* TASK GOAL
Enter every line from the start of the records through the line containing "positive clicks: (770, 577)", both ends included, as a numbered list with blank lines omitted.

* MATERIAL FOR THIS TASK
- Opening Delimiter -

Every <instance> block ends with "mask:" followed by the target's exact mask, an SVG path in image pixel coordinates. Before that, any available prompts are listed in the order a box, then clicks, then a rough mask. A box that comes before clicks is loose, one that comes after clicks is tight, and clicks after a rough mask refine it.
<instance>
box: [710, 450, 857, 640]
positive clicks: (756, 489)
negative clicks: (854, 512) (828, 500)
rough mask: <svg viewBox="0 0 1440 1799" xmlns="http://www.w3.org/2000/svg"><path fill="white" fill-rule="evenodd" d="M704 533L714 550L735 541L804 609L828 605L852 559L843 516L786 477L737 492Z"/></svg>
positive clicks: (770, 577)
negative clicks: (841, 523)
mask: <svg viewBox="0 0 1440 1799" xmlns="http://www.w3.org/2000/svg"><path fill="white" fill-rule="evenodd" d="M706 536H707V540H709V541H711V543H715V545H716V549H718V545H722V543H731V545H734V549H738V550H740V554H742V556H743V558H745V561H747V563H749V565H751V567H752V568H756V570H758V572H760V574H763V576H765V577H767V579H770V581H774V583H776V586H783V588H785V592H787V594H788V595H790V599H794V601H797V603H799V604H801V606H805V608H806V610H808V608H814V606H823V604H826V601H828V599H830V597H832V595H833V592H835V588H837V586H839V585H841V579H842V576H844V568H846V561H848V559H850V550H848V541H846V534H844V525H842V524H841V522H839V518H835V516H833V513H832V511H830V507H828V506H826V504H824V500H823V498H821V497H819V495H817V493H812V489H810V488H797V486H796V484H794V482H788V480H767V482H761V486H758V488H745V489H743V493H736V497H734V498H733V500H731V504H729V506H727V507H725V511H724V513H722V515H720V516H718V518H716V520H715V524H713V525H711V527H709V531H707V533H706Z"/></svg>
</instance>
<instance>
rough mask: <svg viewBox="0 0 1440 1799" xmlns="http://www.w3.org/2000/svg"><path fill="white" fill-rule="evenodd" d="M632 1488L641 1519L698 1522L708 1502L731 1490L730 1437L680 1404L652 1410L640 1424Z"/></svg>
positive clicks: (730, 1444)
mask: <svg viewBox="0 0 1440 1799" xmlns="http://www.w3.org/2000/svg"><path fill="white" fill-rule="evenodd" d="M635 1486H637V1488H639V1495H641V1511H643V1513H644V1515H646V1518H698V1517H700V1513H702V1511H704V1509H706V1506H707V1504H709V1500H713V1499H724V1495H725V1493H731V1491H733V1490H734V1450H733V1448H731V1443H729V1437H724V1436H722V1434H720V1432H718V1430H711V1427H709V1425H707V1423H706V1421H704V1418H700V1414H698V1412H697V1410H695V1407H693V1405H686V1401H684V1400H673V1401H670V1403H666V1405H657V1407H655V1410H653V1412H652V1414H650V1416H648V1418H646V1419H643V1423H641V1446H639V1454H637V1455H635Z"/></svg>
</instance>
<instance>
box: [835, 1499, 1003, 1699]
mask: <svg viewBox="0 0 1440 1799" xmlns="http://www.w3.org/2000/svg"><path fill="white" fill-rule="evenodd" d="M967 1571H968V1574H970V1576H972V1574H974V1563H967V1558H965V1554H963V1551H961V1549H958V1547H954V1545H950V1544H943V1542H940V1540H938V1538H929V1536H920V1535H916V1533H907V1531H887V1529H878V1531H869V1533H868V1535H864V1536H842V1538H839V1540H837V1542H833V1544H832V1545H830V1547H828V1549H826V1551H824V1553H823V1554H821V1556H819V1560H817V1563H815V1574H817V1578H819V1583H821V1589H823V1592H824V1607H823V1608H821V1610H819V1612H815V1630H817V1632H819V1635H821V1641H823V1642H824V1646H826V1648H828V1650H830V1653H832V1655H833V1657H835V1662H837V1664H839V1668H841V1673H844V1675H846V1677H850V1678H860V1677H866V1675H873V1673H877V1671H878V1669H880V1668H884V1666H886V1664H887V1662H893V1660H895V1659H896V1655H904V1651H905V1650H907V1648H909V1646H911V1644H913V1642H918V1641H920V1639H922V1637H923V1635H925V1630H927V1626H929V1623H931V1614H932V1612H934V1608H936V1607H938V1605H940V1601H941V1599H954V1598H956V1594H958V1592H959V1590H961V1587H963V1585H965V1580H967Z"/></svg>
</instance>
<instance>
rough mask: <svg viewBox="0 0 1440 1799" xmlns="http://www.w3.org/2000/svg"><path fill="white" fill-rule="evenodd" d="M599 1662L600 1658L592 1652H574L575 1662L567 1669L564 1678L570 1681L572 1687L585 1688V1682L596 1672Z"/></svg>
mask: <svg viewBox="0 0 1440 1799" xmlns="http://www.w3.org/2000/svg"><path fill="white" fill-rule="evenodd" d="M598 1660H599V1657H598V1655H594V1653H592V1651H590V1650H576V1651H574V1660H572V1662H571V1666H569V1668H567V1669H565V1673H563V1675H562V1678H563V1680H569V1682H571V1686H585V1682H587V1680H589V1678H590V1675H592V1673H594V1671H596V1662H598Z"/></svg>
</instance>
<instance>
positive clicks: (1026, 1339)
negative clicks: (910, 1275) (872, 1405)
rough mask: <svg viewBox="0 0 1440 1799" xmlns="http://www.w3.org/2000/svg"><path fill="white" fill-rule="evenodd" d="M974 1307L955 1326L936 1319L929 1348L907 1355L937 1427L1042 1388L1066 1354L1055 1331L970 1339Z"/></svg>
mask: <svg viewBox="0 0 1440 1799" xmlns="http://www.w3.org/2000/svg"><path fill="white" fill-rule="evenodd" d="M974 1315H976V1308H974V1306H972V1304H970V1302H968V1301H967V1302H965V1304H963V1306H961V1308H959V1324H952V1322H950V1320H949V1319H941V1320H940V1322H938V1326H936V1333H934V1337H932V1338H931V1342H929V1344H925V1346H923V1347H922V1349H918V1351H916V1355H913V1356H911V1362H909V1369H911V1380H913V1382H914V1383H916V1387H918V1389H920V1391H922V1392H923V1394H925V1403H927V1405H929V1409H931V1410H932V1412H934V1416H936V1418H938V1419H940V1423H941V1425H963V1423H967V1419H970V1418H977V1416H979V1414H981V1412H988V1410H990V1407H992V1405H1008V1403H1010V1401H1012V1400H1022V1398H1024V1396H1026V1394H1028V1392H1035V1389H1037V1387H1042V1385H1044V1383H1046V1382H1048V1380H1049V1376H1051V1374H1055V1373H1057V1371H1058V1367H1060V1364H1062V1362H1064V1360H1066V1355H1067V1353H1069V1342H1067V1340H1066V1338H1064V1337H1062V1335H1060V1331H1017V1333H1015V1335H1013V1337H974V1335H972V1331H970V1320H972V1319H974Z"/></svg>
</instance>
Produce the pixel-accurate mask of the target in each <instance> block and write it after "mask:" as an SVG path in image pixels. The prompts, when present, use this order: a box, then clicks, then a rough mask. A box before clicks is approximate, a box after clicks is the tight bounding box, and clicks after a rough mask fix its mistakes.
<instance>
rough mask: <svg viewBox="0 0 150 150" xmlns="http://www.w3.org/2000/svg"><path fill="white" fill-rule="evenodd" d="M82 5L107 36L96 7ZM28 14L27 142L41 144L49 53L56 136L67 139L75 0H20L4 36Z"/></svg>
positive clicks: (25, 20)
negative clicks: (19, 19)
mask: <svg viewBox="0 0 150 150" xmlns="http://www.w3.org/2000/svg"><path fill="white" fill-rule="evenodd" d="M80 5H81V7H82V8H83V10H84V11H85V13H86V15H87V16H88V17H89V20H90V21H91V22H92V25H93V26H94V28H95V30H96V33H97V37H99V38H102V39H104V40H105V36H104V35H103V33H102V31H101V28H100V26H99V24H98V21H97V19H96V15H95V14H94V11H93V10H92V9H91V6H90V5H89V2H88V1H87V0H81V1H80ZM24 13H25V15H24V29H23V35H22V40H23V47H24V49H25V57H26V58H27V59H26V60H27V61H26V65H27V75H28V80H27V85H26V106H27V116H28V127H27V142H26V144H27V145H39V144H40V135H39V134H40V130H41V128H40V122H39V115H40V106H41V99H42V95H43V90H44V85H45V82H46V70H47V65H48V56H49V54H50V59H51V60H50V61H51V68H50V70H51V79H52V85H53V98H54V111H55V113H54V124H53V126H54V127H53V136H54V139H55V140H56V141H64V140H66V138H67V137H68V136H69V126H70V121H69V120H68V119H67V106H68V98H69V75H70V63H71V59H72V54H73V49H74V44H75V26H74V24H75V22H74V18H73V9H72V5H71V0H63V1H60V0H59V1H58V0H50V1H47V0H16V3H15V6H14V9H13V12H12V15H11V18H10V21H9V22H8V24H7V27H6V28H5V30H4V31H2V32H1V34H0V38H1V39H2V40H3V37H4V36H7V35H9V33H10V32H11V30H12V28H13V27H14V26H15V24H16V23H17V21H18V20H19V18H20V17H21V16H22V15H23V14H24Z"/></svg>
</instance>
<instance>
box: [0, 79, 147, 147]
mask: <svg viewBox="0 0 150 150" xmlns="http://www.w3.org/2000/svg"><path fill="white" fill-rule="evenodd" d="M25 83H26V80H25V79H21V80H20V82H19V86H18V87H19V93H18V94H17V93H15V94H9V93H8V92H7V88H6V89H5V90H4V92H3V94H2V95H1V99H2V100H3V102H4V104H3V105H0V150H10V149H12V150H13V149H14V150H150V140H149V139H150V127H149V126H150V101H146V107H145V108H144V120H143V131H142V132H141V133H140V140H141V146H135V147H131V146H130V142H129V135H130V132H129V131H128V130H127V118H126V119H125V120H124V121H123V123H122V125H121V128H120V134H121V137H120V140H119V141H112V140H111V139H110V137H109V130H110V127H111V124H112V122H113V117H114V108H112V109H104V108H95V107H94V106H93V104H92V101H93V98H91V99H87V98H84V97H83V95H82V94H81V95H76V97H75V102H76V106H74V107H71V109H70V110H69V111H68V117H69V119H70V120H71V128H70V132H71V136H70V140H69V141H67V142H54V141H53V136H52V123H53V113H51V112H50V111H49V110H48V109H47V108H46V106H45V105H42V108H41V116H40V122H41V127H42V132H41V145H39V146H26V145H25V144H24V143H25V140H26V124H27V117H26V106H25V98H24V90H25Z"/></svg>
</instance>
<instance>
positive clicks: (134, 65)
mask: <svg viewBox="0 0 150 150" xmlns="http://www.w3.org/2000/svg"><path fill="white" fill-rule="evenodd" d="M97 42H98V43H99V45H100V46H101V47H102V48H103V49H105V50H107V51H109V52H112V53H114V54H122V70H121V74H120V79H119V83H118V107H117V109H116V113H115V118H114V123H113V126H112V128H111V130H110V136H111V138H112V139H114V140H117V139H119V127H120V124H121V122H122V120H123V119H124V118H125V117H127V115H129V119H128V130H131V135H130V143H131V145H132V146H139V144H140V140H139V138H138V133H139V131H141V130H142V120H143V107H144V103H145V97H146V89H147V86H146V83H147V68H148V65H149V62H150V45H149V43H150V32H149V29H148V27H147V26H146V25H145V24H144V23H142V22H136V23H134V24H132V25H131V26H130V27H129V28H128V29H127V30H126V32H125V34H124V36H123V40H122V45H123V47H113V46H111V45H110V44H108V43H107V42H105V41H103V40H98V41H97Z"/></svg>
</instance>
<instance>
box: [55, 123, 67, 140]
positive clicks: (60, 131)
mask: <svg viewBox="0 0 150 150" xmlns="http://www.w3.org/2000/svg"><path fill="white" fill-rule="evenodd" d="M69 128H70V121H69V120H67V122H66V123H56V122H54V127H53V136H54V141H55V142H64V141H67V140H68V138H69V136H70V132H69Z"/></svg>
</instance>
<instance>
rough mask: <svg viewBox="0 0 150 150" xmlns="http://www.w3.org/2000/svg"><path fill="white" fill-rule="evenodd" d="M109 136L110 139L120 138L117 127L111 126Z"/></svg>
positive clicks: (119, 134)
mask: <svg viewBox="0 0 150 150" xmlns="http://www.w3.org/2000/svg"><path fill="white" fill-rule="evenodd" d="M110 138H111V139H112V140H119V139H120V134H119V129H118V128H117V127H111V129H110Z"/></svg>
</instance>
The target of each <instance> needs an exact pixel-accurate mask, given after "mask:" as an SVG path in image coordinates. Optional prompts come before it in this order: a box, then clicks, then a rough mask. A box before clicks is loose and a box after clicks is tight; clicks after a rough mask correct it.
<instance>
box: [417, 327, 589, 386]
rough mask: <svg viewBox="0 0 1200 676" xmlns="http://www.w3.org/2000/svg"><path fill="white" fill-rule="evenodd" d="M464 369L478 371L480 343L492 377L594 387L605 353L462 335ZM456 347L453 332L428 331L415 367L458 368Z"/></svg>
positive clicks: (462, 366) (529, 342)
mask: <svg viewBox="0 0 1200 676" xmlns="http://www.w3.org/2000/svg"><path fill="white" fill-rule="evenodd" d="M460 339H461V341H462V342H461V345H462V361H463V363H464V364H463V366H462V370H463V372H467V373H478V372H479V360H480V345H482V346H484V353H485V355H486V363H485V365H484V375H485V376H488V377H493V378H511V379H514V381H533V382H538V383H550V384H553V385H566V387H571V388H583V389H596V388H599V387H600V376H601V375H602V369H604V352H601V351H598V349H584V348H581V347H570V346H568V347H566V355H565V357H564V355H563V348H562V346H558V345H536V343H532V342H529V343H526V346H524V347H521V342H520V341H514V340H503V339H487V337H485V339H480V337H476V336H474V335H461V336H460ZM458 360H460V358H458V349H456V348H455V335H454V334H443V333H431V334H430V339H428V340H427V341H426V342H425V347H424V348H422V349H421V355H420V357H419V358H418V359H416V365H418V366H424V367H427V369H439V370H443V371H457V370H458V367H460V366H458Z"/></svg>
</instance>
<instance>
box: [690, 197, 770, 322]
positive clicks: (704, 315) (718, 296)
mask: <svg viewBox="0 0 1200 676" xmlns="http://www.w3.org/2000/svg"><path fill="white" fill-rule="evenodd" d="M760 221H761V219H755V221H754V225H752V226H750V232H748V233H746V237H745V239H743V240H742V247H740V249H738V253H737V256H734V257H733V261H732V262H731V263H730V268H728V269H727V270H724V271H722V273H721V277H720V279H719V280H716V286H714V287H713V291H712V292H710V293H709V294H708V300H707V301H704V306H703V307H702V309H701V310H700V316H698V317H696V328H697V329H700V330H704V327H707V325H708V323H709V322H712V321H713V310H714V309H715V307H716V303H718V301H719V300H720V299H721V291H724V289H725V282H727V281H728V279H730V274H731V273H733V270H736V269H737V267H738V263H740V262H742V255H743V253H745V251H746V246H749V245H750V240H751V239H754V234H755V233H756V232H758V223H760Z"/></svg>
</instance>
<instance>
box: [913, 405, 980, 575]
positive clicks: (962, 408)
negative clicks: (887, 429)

- Closing Delimiter -

* SOLUTION FOR THIS TASK
1. Every <instance> block ends with "mask:" followed by the target's exact mask, an SVG path in image pixel coordinates. Before that, any available prompts are listed in the order a box, then clicks, then a rough mask. A box that comes before clicks is loose, one that comes after clicks is tight, and clicks after a rough mask refine it.
2. <instance>
3. box: [710, 450, 857, 640]
4. positive clicks: (756, 489)
5. negative clicks: (854, 512) (828, 500)
6. rough mask: <svg viewBox="0 0 1440 1799" xmlns="http://www.w3.org/2000/svg"><path fill="white" fill-rule="evenodd" d="M704 533L714 550L735 541L804 609L828 605L852 559L843 516L786 477L737 492Z"/></svg>
7. positive clicks: (770, 577)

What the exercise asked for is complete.